_EXERCISE_. Tally the lines in the material below that contain the string "child". Reply with the number alone.

_RAW DATA_.
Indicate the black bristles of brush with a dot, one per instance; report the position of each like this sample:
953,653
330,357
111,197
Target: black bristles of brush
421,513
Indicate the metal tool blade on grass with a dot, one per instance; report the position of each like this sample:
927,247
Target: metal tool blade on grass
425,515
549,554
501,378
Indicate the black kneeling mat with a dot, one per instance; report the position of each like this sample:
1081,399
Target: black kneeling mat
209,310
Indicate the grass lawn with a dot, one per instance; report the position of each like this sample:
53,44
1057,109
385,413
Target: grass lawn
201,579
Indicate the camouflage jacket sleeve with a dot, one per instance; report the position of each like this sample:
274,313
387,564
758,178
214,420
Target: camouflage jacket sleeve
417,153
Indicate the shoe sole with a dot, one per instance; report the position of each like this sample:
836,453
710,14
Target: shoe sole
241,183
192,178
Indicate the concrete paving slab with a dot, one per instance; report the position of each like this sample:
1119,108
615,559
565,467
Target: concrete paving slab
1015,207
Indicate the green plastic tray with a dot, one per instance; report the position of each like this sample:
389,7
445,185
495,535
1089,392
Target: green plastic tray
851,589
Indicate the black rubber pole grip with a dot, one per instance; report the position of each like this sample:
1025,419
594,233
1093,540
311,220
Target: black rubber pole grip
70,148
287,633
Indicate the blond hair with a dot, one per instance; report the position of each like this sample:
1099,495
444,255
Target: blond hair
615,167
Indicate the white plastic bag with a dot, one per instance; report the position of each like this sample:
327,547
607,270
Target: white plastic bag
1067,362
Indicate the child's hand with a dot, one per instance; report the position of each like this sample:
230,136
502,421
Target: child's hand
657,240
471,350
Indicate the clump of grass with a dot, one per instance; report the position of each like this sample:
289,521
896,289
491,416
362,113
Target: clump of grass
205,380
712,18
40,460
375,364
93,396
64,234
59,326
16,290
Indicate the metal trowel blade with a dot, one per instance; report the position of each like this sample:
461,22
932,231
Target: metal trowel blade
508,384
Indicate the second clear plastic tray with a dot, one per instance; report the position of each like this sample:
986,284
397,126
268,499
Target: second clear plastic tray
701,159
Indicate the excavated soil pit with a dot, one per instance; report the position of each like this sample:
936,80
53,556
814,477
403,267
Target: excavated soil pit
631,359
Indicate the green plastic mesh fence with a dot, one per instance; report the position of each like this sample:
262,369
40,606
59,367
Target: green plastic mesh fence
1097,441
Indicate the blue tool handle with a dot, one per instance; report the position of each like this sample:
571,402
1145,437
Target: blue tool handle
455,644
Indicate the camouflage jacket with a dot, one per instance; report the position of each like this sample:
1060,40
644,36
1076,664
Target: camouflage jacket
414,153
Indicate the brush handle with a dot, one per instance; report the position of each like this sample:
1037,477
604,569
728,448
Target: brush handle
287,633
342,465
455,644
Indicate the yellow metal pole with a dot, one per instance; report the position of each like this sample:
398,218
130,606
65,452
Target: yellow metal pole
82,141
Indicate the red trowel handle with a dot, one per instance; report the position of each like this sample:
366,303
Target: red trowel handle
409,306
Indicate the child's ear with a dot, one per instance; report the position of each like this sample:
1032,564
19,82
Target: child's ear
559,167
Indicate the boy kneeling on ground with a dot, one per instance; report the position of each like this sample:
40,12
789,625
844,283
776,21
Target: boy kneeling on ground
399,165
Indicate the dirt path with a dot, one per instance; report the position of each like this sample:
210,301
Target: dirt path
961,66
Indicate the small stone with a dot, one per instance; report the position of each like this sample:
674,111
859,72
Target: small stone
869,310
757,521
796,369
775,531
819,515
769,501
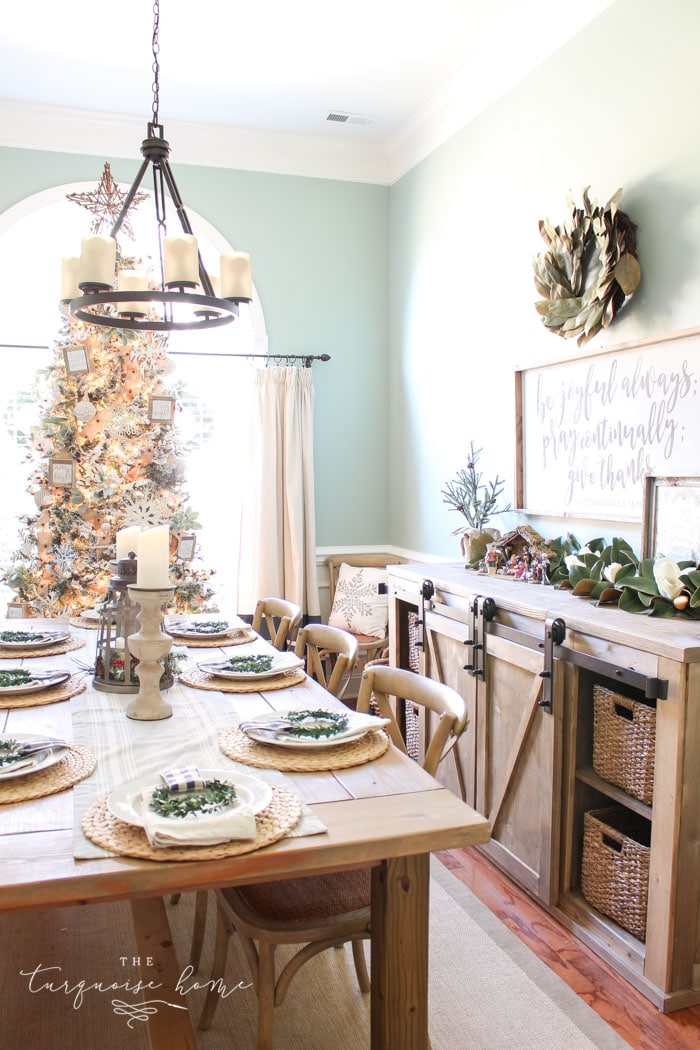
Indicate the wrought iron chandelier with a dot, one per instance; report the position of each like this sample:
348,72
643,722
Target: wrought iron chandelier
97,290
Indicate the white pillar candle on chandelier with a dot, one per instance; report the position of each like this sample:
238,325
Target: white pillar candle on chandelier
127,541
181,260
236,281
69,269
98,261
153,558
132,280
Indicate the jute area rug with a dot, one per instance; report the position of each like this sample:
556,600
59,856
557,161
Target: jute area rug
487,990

==

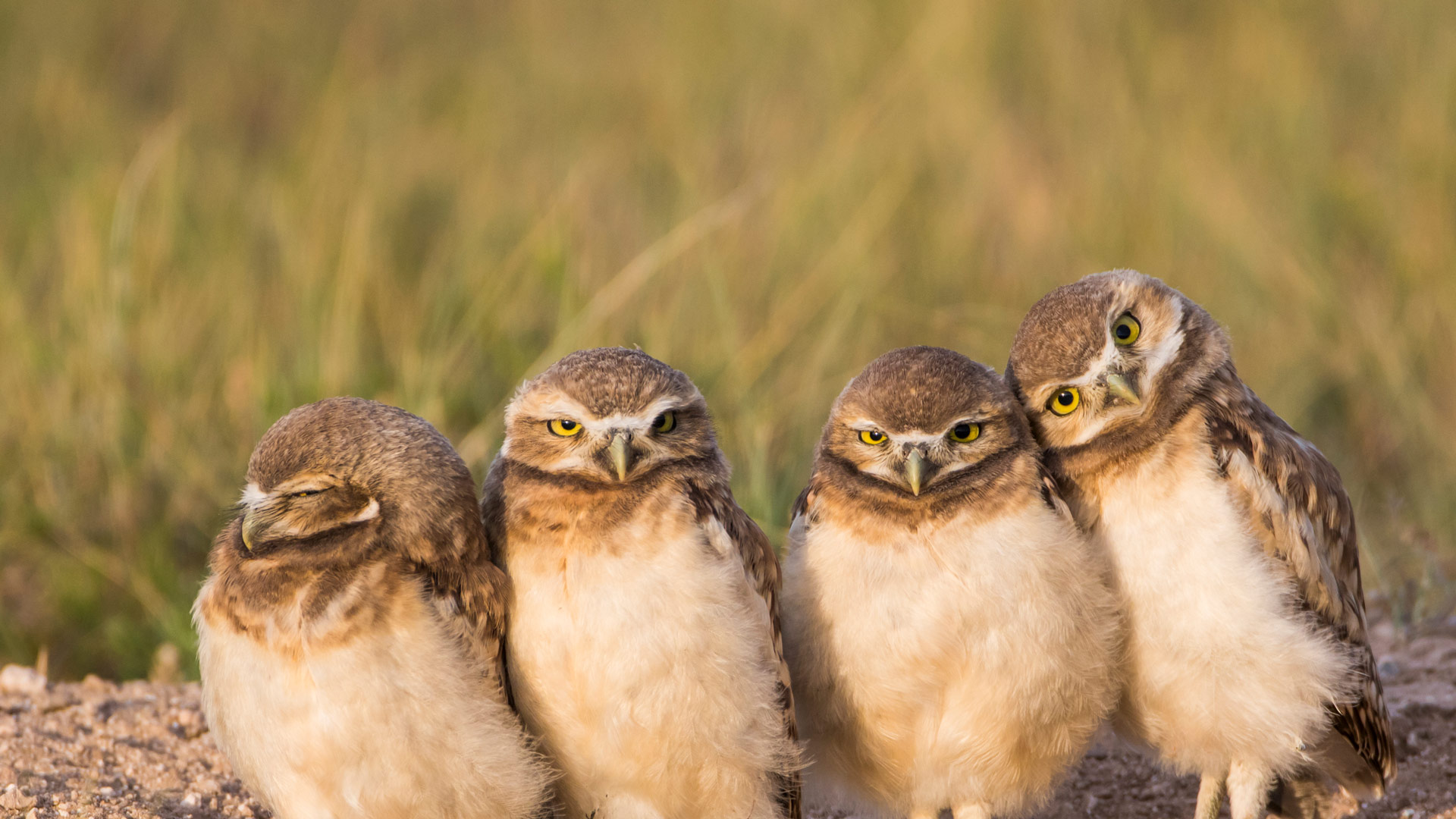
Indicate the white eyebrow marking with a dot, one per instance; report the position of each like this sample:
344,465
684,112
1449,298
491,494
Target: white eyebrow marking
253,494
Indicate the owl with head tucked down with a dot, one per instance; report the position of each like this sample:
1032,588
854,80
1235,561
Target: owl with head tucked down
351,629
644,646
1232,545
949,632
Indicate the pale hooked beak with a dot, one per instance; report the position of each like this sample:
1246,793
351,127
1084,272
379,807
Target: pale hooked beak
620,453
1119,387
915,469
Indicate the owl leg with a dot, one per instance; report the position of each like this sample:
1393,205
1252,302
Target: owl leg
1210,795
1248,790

_OUTPUT OF THE EXERCISE_. 4